Required work
Copy out every entry that follows, without a single picture.

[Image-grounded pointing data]

--- START ---

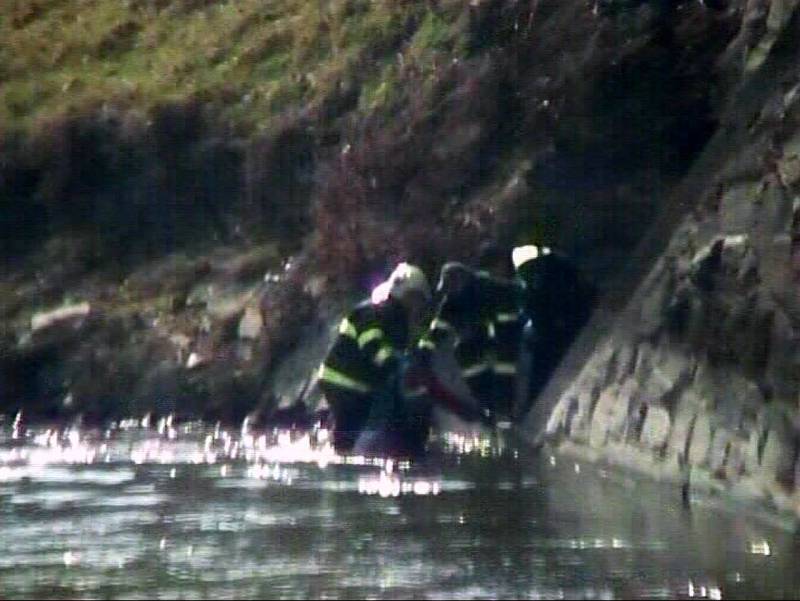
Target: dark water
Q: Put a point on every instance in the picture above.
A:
(189, 512)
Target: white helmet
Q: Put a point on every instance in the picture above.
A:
(522, 254)
(405, 278)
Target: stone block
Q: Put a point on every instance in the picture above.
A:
(720, 448)
(700, 444)
(751, 451)
(738, 208)
(251, 324)
(779, 455)
(682, 429)
(69, 313)
(609, 417)
(656, 429)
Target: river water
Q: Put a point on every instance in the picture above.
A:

--- END ---

Answer area
Target: dark water
Q: Put a point on every instance in the picture above.
A:
(189, 512)
Target: white helmet
Q: Put a point on every instance in the picture above.
A:
(522, 254)
(405, 278)
Target: stone block
Q: Put a point on every instance in the picture above.
A:
(720, 448)
(700, 444)
(751, 451)
(738, 208)
(251, 324)
(779, 455)
(682, 429)
(69, 313)
(609, 417)
(656, 429)
Target: river water
Q: Put a point on every instance in the picture above.
A:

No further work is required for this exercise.